> [Task]:
Please pull out every line of the material below that holds the word "canal".

========================================================================

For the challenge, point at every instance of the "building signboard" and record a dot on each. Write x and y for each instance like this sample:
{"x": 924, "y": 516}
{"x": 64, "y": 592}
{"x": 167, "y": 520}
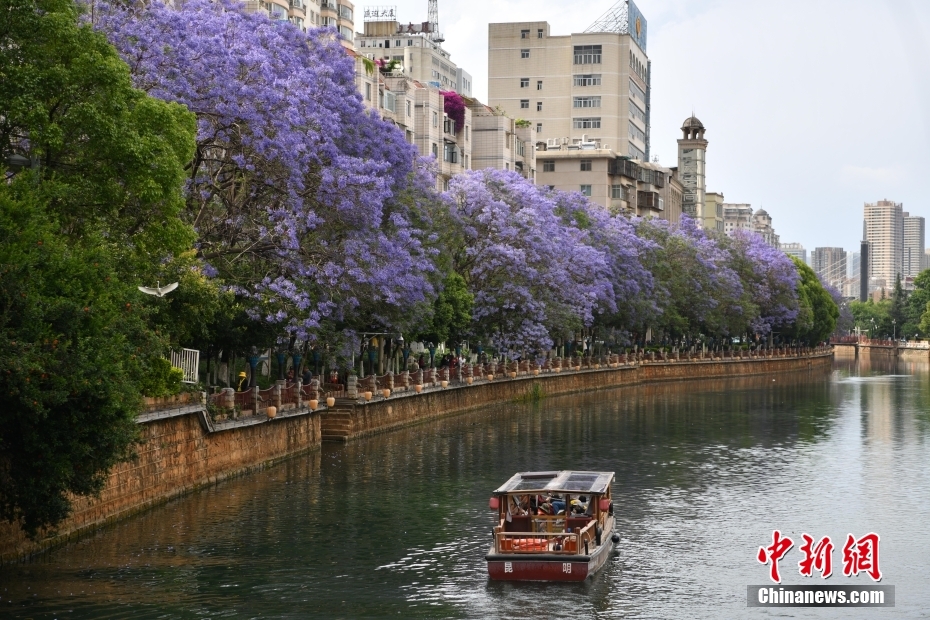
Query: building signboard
{"x": 380, "y": 13}
{"x": 637, "y": 25}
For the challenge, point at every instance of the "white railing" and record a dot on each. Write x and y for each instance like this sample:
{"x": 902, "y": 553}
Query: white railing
{"x": 187, "y": 360}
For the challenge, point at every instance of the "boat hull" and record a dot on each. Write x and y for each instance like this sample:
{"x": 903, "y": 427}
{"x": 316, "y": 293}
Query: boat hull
{"x": 547, "y": 567}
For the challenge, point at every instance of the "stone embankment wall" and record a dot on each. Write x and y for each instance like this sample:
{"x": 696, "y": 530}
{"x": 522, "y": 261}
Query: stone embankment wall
{"x": 183, "y": 449}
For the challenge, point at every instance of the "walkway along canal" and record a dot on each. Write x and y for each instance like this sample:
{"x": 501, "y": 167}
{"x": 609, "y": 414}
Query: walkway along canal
{"x": 183, "y": 448}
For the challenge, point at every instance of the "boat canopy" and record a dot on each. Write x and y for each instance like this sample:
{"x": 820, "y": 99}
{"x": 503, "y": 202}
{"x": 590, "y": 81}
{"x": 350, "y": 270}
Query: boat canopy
{"x": 558, "y": 481}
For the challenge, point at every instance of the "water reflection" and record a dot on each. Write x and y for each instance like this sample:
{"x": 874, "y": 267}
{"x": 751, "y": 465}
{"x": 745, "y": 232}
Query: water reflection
{"x": 397, "y": 524}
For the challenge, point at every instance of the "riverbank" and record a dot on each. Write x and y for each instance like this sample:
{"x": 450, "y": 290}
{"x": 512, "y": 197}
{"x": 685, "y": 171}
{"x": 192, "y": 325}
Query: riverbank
{"x": 183, "y": 449}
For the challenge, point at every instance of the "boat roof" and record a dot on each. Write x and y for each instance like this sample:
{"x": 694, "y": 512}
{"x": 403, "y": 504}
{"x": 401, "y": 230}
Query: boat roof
{"x": 567, "y": 481}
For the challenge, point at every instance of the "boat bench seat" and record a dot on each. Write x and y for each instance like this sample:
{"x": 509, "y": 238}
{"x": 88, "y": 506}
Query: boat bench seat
{"x": 518, "y": 524}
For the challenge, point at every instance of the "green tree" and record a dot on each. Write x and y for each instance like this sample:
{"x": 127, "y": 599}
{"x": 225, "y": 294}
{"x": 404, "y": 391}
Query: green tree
{"x": 93, "y": 215}
{"x": 818, "y": 312}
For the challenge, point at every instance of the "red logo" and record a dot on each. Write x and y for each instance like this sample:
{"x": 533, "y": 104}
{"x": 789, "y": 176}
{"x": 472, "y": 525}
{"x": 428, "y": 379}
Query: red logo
{"x": 859, "y": 556}
{"x": 774, "y": 552}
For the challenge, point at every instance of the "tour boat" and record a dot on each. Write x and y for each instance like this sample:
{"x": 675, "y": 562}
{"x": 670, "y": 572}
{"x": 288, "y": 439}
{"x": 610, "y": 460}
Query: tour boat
{"x": 552, "y": 526}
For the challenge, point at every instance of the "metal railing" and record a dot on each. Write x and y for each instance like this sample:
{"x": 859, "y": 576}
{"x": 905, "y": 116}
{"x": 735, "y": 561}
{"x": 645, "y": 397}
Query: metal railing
{"x": 187, "y": 360}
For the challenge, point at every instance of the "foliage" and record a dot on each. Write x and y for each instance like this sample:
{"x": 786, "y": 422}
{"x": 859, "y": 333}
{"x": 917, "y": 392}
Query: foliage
{"x": 873, "y": 318}
{"x": 293, "y": 185}
{"x": 529, "y": 271}
{"x": 163, "y": 379}
{"x": 93, "y": 219}
{"x": 454, "y": 107}
{"x": 817, "y": 312}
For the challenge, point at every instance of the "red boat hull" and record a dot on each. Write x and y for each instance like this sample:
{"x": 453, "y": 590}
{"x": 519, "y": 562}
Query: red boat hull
{"x": 520, "y": 569}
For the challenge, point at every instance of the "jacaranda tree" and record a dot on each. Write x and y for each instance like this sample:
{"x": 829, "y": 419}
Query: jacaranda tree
{"x": 294, "y": 187}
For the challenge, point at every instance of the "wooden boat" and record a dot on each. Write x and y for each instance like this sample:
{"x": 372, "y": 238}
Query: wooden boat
{"x": 553, "y": 526}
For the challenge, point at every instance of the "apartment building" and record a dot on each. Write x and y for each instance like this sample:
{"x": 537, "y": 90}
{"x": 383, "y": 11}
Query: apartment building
{"x": 501, "y": 142}
{"x": 307, "y": 14}
{"x": 913, "y": 249}
{"x": 584, "y": 87}
{"x": 713, "y": 212}
{"x": 413, "y": 46}
{"x": 831, "y": 265}
{"x": 616, "y": 182}
{"x": 884, "y": 230}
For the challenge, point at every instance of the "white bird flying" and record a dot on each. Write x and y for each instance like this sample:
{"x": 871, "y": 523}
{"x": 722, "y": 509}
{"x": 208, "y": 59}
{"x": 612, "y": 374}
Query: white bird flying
{"x": 159, "y": 291}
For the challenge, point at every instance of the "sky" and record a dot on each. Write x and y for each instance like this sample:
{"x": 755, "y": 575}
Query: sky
{"x": 812, "y": 108}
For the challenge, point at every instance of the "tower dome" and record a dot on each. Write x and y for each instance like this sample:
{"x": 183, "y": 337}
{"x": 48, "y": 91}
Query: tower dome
{"x": 692, "y": 128}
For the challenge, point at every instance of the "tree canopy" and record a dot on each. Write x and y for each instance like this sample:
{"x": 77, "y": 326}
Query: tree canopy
{"x": 94, "y": 215}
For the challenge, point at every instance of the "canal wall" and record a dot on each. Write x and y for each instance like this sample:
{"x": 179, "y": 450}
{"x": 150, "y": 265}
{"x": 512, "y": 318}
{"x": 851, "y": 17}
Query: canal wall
{"x": 183, "y": 449}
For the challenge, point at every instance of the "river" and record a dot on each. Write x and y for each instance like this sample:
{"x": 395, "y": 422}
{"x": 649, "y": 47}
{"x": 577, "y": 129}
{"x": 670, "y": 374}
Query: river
{"x": 397, "y": 525}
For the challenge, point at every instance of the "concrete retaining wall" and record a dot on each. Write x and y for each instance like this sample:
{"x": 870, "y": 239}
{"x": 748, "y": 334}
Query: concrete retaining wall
{"x": 182, "y": 450}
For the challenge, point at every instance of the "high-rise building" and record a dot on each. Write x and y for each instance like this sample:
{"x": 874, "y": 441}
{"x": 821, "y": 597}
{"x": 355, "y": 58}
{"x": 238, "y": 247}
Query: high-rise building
{"x": 762, "y": 226}
{"x": 736, "y": 217}
{"x": 913, "y": 250}
{"x": 830, "y": 265}
{"x": 795, "y": 249}
{"x": 884, "y": 230}
{"x": 692, "y": 152}
{"x": 713, "y": 212}
{"x": 583, "y": 87}
{"x": 415, "y": 48}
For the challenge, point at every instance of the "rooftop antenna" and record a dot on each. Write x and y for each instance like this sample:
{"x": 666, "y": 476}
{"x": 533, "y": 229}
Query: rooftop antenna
{"x": 434, "y": 33}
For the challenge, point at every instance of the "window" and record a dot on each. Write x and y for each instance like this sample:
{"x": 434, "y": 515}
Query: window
{"x": 586, "y": 102}
{"x": 587, "y": 54}
{"x": 586, "y": 123}
{"x": 588, "y": 79}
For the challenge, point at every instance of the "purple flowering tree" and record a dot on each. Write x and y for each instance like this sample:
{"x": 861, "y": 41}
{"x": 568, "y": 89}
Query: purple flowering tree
{"x": 696, "y": 291}
{"x": 532, "y": 273}
{"x": 769, "y": 279}
{"x": 302, "y": 200}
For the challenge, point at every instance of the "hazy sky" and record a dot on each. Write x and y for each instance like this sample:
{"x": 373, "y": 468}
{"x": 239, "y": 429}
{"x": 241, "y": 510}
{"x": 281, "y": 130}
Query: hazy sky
{"x": 812, "y": 108}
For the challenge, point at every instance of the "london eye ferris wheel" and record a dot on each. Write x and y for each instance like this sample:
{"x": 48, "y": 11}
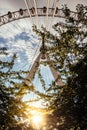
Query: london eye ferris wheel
{"x": 16, "y": 34}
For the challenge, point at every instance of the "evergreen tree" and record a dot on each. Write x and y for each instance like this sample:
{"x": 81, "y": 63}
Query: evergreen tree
{"x": 12, "y": 90}
{"x": 68, "y": 51}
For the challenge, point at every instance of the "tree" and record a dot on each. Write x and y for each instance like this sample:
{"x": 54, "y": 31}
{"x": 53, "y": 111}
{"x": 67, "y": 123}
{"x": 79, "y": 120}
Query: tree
{"x": 12, "y": 90}
{"x": 68, "y": 51}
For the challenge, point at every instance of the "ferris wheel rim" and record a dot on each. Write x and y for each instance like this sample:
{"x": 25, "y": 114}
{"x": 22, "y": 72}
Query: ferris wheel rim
{"x": 23, "y": 13}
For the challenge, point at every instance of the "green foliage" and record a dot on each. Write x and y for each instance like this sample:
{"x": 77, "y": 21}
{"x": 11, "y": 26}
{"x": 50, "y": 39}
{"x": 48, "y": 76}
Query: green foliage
{"x": 12, "y": 89}
{"x": 67, "y": 49}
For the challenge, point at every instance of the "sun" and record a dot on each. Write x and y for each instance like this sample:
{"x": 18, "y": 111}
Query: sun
{"x": 37, "y": 119}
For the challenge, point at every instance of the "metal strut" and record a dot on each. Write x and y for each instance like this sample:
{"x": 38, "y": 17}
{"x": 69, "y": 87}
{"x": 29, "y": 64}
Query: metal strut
{"x": 43, "y": 56}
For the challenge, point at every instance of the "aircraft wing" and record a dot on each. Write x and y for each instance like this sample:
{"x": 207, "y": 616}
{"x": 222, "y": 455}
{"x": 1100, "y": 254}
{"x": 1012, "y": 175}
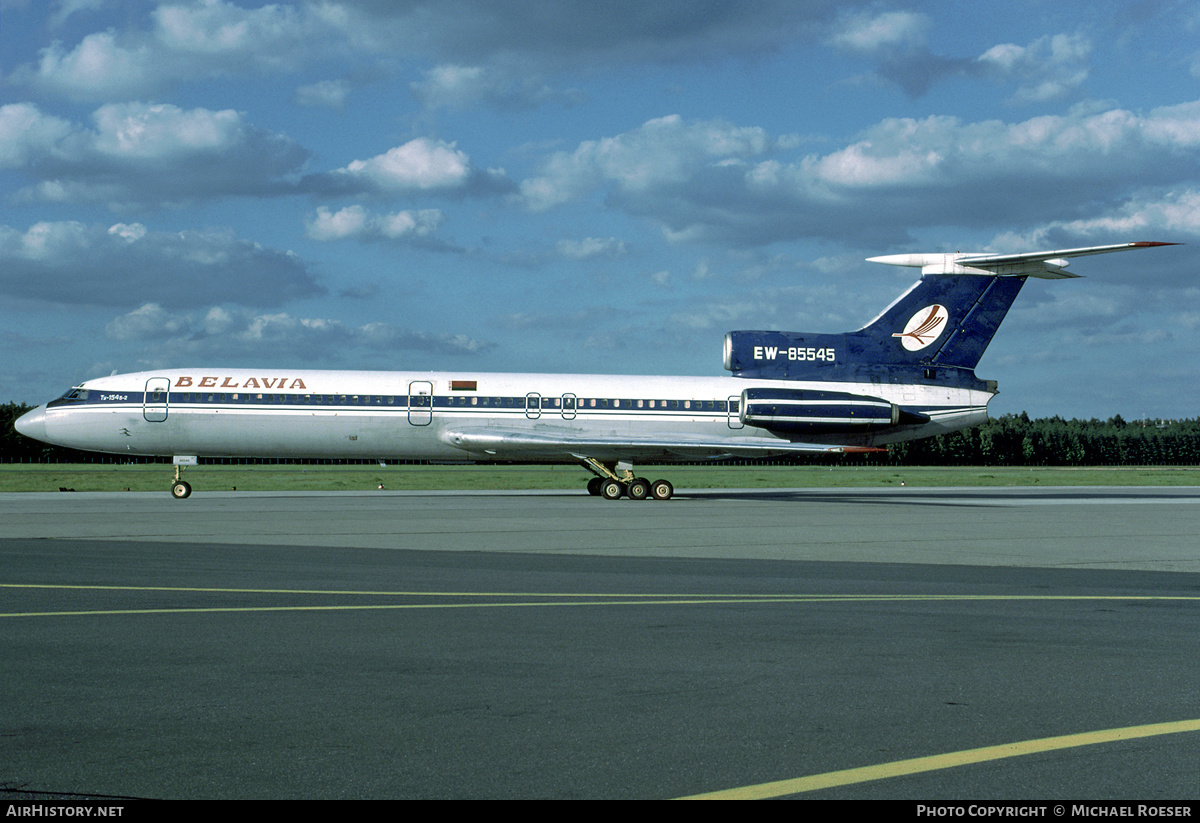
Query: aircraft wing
{"x": 519, "y": 444}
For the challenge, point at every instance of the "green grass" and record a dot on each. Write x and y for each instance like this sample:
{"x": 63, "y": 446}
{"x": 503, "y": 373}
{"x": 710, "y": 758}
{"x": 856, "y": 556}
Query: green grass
{"x": 99, "y": 478}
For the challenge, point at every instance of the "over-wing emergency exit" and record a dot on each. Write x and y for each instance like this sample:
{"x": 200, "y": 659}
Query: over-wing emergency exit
{"x": 907, "y": 374}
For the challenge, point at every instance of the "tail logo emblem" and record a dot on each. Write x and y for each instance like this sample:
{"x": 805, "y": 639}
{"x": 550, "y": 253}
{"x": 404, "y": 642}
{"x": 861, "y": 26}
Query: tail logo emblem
{"x": 925, "y": 326}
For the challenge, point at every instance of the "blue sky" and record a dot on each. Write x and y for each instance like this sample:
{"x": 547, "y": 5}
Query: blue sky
{"x": 561, "y": 186}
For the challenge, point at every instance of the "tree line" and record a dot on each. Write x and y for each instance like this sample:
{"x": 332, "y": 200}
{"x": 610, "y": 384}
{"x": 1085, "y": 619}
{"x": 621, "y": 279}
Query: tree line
{"x": 1012, "y": 439}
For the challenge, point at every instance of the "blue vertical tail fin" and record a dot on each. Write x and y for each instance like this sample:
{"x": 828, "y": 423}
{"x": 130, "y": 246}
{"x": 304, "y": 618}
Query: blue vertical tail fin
{"x": 934, "y": 334}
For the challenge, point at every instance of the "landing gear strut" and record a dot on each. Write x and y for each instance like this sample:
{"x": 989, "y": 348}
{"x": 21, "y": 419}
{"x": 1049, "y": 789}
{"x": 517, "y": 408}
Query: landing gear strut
{"x": 610, "y": 485}
{"x": 180, "y": 488}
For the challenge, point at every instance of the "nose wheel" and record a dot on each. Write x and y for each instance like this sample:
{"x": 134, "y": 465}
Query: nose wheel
{"x": 180, "y": 488}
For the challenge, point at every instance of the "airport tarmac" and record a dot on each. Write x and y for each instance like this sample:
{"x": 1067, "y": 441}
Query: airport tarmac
{"x": 819, "y": 643}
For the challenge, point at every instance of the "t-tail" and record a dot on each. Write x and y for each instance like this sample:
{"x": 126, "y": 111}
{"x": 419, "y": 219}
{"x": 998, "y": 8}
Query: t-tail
{"x": 934, "y": 334}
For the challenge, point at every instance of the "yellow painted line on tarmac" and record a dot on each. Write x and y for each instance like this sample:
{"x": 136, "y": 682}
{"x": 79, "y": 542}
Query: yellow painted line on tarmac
{"x": 513, "y": 599}
{"x": 919, "y": 764}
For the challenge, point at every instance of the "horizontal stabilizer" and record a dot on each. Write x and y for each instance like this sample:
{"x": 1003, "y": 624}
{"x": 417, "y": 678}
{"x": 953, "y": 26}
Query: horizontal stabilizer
{"x": 1032, "y": 264}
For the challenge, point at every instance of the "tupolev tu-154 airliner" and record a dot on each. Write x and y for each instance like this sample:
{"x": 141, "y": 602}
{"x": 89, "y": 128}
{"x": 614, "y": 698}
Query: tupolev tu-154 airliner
{"x": 906, "y": 374}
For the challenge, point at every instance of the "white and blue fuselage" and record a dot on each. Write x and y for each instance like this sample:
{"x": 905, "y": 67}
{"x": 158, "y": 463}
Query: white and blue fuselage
{"x": 909, "y": 373}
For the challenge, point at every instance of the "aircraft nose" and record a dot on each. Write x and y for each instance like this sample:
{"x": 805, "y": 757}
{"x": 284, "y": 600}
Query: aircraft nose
{"x": 33, "y": 424}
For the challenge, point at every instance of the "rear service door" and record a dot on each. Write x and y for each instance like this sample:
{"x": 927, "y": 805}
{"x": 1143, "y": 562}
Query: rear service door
{"x": 154, "y": 402}
{"x": 420, "y": 402}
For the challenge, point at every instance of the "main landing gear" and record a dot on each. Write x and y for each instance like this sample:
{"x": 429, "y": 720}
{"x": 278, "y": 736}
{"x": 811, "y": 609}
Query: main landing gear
{"x": 180, "y": 488}
{"x": 610, "y": 485}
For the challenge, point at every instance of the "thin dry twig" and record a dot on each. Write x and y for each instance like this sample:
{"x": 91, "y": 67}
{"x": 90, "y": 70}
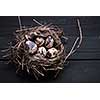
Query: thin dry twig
{"x": 20, "y": 24}
{"x": 73, "y": 49}
{"x": 37, "y": 22}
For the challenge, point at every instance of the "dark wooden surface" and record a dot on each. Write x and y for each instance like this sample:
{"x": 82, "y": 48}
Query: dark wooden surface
{"x": 84, "y": 65}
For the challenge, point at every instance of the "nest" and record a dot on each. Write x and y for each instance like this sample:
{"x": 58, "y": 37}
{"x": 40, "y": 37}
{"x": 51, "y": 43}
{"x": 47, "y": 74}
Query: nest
{"x": 34, "y": 63}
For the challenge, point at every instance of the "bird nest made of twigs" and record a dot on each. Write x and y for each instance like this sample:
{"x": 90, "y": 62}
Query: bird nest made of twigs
{"x": 39, "y": 50}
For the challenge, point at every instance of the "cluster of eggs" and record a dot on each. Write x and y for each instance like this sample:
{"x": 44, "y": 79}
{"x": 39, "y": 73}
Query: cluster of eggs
{"x": 45, "y": 47}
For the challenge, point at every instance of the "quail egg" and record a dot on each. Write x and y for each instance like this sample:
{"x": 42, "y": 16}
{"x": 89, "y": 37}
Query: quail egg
{"x": 39, "y": 41}
{"x": 32, "y": 46}
{"x": 49, "y": 42}
{"x": 52, "y": 52}
{"x": 42, "y": 51}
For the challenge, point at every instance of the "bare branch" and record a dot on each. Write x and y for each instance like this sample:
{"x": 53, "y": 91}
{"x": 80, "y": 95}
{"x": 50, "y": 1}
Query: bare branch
{"x": 37, "y": 22}
{"x": 73, "y": 49}
{"x": 20, "y": 24}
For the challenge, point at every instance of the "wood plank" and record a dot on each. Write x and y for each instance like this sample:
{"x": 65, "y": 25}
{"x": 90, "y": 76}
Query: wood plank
{"x": 75, "y": 71}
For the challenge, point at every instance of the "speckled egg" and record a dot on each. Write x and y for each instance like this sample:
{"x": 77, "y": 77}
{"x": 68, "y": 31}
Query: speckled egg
{"x": 52, "y": 52}
{"x": 49, "y": 42}
{"x": 32, "y": 46}
{"x": 42, "y": 51}
{"x": 39, "y": 41}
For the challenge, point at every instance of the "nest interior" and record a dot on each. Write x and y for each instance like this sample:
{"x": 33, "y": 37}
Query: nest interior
{"x": 35, "y": 63}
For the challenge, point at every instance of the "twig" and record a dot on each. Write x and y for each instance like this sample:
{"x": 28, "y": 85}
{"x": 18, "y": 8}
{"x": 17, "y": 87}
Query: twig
{"x": 80, "y": 32}
{"x": 20, "y": 24}
{"x": 64, "y": 37}
{"x": 73, "y": 49}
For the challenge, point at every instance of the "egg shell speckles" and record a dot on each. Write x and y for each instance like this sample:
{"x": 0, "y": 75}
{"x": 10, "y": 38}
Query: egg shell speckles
{"x": 52, "y": 52}
{"x": 39, "y": 41}
{"x": 32, "y": 46}
{"x": 42, "y": 51}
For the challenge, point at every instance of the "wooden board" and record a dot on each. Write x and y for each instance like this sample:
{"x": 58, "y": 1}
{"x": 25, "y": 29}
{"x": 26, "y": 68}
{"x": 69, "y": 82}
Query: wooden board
{"x": 84, "y": 64}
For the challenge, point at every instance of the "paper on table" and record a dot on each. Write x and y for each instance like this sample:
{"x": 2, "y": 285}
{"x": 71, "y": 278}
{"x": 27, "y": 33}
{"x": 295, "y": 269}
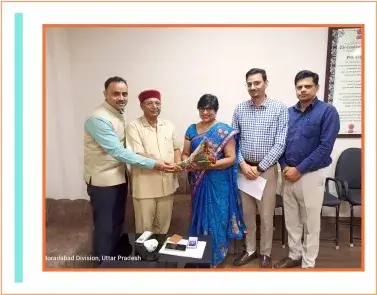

========================================================================

> [Correct response]:
For the challenge, point at every instance of the "walkway along canal" and record a dot on each. Write x and y for each instance like this sample:
Query: walkway along canal
For the challenge, point at every instance of the "canal wall" and record a dot on each. Write x and y for each instance like this sample:
Query: canal wall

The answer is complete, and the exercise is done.